(Saved entries)
>>>

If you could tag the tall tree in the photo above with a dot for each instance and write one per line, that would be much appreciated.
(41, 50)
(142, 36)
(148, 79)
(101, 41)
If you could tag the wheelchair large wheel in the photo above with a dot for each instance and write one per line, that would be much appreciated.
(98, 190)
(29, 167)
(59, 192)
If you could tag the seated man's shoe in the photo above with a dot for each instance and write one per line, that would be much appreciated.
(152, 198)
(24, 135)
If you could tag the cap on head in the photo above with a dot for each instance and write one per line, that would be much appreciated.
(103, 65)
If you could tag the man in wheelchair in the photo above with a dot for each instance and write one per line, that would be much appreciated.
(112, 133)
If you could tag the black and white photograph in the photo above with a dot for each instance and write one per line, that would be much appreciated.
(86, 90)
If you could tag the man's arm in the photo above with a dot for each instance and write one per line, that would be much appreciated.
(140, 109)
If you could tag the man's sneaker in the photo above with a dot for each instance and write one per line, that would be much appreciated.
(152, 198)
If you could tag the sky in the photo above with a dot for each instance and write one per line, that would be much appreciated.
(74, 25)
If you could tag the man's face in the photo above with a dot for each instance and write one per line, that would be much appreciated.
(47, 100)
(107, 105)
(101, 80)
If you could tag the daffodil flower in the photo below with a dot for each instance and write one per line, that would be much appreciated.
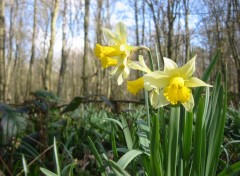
(173, 85)
(117, 53)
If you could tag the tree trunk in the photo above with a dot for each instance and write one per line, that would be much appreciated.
(62, 73)
(85, 54)
(49, 58)
(99, 41)
(187, 35)
(2, 54)
(143, 22)
(30, 71)
(136, 21)
(10, 60)
(158, 35)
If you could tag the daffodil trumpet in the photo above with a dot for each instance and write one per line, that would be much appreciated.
(117, 53)
(170, 86)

<<<

**EXERCISE REQUIREMENTS:**
The entries above need an exact copy without their pictures.

**SOLUTION TO THIS EXERCISE:**
If you could tag the tall tree in the photo above with a dot for each instance and write one per line, that would be much appreciated.
(41, 50)
(142, 36)
(148, 79)
(101, 41)
If you could tag the wheelchair large wheel in the photo above with a dot for each instance and write one per line, that would be much appreciated.
(98, 190)
(29, 167)
(59, 192)
If you could tag the seated man's shoe in the photo above with a dot for each instance and write one per line, that would be much appreciated.
(152, 198)
(24, 135)
If you could tag the cap on head in the photo above with a dot for each instance and write one per line, that would be much appreciated.
(103, 65)
If you could tag the man in wheelchair in the photo above with a dot for each instance and write one per line, that would be much appreciated.
(112, 133)
If you could tag the black and white photograph in the photo above with a dot for each instance and write one per line, that would be much appreciated.
(86, 90)
If you could tag the man's arm in the photo above with a dot for each instance and write one per line, that would be much appreciated.
(140, 109)
If you could tag the man's sneaker in the photo above with a dot for each instance and write one per line, that would be much appreciated.
(152, 198)
If you could tag the sky in the photo above with a dot for each instance and write one per line, that would be much appreciated.
(74, 25)
If you could tag the man's face in the photo above with a dot for each instance and write one per line, that would be much appreciated.
(47, 100)
(107, 105)
(101, 80)
If you could tag the daffodil flower in the photo below with a dot for each instance and write one per line, that would be much appreciated.
(173, 85)
(117, 53)
If you could tag the tree trunk in the photo above with a dot for each instance and write one per line, that would be much appreciated.
(62, 73)
(85, 54)
(49, 58)
(99, 41)
(187, 35)
(2, 54)
(143, 22)
(30, 71)
(136, 21)
(10, 60)
(158, 35)
If you could tag the daffodil trumpet in the photo above with a dot for each instance and write one per line, that would be much appreciated.
(117, 53)
(170, 86)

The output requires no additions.